» Quoted passage:
-------------------------

The University Record, July 1, 2002

Recruitment and retention activities address nursing shortage

By Laurel Thomas Gnagey

P. Elaine McIntosh examines a patient at the North Campus Nursing Center. (Photo by Bill Wood, U-M Photo Services)
A look at classified ads in any newspaper reveals evidence of the growing shortage of health care workers, particularly nurses. A recent Crain Communications Modern Health Care article (May 27, 2002) cites a study by the American Hospital Association, that says 89 percent of the nation’s hospitals report “significant workforce shortages, with a 13 percent vacancy rate for nurses.”

U-M Health System (UMHS) has been very successful in hiring some 200 nurses since January, but a glance at the nearly 150 postings in the Jobs section of the Record shows that the shortage continues to be felt at U-M hospitals and clinics.

New UMHS Chief of Nursing Services Marge Calarco says the problem is not as bad nor as longstanding in Michigan as it is in coastal areas like California, but the shortage has been present in the state for two to three years, causing UMHS to take a hard look at how it can attract and keep valuable nursing personnel.

“UMHS is still very well positioned to attract nurses across the state and from other areas of the country,” says Calarco, whose full title is associate hospital director for patient care services and chief of nursing services. UMHS pays more than most, and its benefit package is second-to-none, but Calarco says that while compensation is important, it is not the only factor that makes the system an attractive one.

“We offer a breadth of opportunities for people that other places simply cannot because we are extremely large, extremely complex and broad in scope. We take care of every patient population you can imagine. So we offer nurses the ability to develop their careers and develop themselves.”

Professional development activities start with students in nursing programs and continue with fresh out of college nurses who are mentored by more seasoned professionals. The veteran nurses serve as preceptors or teachers. Opportunities remain throughout careers with cross training for other specialties and development of nurse leaders.

One of the newer initiatives is called “Discover Nursing at Michigan.” Calarco says the program connects freshmen nursing students with UMHS by allowing them to shadow a nurse. This not only involves students from the U-M nursing program, but means developing and strengthening relationships with other colleges and universities.

More recently the program was expanded to include upper classes of students and nurses who have been out of practice for some time. The Health System also partnered with Madonna College to offer a refresher course for nurses for which the system eventually will pay the entire tuition if the nurse signs on to practice at UMHS.

While Calarco says recruitment is important in the competitive marketplace, keeping staff members also is a challenge, particularly at a university health system where many of the workers are here because they or their spouses are earning degrees. Since becoming interim head of nursing in 2000, and permanent chief recently, Calarco has placed considerable emphasis on retention.

Another study, cited by Modern Health Care (June 17, 2002), says 92 percent of 1,200 nurses surveyed had witnessed “disruptive physician behavior” and at least 30 percent of them knew of a nurse who had resigned because of poor treatment by a physician. Calarco says in most areas UMHS physicians treat nurses as respected members of the health care team so that incidents like this are not prevalent here.

-------------------------

» Information shown:

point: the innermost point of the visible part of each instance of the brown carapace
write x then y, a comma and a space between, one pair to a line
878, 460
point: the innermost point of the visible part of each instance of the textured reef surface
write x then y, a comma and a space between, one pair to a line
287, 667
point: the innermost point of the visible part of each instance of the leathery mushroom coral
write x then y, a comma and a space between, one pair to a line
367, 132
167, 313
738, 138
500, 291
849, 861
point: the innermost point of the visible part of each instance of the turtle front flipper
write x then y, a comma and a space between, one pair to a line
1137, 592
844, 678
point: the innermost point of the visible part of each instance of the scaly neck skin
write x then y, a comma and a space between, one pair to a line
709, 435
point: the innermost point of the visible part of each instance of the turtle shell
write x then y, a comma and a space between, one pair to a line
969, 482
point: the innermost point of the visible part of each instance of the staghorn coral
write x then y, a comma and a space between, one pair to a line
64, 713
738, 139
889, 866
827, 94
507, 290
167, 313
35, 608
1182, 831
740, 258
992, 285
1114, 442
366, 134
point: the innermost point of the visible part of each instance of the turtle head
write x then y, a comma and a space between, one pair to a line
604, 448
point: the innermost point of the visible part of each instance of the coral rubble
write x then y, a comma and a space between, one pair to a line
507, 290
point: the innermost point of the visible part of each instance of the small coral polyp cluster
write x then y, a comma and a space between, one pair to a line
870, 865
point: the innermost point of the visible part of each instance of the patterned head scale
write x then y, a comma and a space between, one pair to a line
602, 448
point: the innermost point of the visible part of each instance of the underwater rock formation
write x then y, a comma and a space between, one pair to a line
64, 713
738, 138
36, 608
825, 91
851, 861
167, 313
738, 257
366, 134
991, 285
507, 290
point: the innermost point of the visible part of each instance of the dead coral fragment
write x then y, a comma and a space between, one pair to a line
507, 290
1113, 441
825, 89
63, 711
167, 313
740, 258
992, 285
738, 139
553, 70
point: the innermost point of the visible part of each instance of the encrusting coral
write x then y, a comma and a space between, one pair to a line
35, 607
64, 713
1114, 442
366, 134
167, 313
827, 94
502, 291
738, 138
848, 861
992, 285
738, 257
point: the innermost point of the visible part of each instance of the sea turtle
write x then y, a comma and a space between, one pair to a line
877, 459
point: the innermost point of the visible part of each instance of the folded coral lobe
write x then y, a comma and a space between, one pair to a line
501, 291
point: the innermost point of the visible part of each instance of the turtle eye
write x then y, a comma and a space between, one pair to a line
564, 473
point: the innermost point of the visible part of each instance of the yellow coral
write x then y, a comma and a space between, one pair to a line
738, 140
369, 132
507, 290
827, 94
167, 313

-------------------------

» What you will do: Please answer from the nursing shortage article: which college partnered with the Health System to offer a refresher course for nurses?

» Solved problem: Madonna College